* [TASK REQUIREMENTS]: Your task is to copy each line in the listing that includes the word "foot".

* [STUDY MATERIAL]:
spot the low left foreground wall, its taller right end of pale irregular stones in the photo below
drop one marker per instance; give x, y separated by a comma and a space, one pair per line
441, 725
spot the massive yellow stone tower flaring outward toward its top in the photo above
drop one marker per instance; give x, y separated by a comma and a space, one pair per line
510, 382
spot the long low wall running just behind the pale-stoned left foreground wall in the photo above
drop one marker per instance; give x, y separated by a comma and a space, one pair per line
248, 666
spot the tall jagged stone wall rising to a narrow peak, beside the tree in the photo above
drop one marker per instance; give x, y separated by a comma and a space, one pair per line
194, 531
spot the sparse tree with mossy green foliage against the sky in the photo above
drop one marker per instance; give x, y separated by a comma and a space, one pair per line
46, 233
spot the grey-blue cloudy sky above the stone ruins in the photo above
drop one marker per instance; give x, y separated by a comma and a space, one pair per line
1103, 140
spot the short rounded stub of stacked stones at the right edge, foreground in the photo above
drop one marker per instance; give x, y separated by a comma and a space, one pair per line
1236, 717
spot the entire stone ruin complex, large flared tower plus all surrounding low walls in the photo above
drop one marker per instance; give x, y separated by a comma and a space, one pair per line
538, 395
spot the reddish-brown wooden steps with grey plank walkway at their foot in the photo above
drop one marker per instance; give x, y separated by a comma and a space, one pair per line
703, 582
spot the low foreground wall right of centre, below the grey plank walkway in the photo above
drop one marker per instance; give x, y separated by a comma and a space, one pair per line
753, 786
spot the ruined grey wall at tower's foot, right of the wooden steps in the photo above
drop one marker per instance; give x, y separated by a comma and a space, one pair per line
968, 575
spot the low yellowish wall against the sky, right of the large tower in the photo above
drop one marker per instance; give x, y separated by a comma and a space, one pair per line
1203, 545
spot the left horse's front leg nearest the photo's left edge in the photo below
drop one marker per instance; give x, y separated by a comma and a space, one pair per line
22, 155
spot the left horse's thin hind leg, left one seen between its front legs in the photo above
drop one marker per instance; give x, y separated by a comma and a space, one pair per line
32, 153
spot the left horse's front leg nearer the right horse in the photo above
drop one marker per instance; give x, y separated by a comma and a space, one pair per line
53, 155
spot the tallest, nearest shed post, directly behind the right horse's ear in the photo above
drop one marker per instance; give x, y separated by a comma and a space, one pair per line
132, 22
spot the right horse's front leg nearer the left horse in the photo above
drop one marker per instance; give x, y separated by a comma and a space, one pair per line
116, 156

---

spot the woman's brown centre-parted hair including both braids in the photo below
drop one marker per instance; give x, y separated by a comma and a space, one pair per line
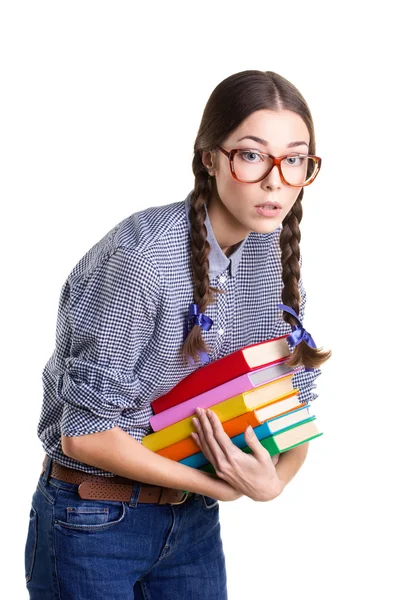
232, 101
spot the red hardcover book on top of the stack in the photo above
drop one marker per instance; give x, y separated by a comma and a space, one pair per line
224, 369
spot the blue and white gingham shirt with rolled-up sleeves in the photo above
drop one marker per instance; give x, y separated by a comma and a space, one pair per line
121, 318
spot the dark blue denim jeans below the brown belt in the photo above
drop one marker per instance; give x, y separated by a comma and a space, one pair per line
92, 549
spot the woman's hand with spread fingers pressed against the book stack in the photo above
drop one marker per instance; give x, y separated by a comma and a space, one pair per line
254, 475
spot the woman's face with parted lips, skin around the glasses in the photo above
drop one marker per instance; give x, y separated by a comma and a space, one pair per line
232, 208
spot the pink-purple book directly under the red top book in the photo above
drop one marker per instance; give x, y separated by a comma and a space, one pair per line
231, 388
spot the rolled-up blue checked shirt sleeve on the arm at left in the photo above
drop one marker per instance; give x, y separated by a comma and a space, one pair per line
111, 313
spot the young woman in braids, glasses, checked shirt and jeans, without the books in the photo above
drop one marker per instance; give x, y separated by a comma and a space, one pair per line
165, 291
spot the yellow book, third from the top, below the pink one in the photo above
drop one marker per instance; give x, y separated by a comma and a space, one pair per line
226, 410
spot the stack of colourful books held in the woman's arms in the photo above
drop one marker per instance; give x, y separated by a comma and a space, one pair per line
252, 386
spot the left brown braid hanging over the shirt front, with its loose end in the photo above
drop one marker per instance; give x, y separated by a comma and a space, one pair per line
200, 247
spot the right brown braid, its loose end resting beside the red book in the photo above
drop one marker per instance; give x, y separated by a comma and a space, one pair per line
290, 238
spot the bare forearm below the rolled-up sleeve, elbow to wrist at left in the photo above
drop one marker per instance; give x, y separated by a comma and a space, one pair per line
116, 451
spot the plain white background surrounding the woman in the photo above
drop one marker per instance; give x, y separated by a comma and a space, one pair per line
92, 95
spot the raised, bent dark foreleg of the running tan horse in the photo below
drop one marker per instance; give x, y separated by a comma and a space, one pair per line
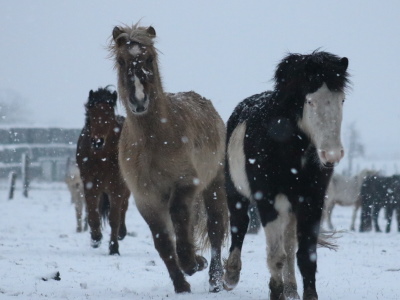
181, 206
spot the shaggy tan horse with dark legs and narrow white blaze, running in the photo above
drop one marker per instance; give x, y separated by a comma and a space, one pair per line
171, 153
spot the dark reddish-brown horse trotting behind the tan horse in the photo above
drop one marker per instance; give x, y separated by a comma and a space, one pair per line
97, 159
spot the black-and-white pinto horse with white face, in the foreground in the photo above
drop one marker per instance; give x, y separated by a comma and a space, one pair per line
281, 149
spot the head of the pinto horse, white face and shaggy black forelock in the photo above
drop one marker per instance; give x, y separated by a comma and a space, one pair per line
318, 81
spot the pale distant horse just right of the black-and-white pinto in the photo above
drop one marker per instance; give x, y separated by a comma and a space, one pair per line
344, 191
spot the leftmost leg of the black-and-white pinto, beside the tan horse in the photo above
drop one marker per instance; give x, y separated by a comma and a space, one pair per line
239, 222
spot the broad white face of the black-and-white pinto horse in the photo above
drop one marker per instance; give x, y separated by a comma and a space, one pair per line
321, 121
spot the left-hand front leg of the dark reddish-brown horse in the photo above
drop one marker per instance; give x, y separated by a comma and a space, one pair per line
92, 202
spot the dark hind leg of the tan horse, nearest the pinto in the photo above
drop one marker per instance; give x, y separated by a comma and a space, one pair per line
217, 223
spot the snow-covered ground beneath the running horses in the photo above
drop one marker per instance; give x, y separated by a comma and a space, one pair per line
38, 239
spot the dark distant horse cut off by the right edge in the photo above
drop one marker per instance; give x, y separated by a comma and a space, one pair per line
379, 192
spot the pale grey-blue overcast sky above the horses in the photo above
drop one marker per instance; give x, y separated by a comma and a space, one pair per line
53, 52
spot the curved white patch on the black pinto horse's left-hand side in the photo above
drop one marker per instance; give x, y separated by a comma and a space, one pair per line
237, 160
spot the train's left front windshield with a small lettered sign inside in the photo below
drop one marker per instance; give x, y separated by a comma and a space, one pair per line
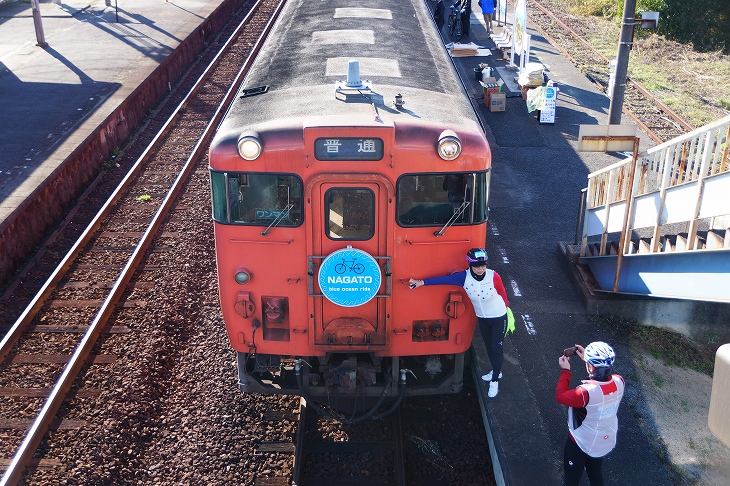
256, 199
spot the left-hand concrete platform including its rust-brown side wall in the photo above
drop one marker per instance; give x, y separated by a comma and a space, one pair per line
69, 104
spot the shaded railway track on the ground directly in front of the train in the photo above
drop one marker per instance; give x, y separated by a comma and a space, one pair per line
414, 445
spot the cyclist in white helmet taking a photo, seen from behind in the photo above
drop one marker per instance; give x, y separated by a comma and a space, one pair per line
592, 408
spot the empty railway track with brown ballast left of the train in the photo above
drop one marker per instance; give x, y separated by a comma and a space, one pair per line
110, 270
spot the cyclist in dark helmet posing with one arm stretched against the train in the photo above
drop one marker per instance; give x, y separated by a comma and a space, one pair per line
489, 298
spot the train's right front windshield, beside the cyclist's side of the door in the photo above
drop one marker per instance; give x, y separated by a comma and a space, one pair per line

* [TASK SOLUTION]:
spot the reddish-brown wooden steps with grey plank walkway at their foot in the photo above
spot the ruined grey wall at tower's foot, right of the wooden steps in the photo above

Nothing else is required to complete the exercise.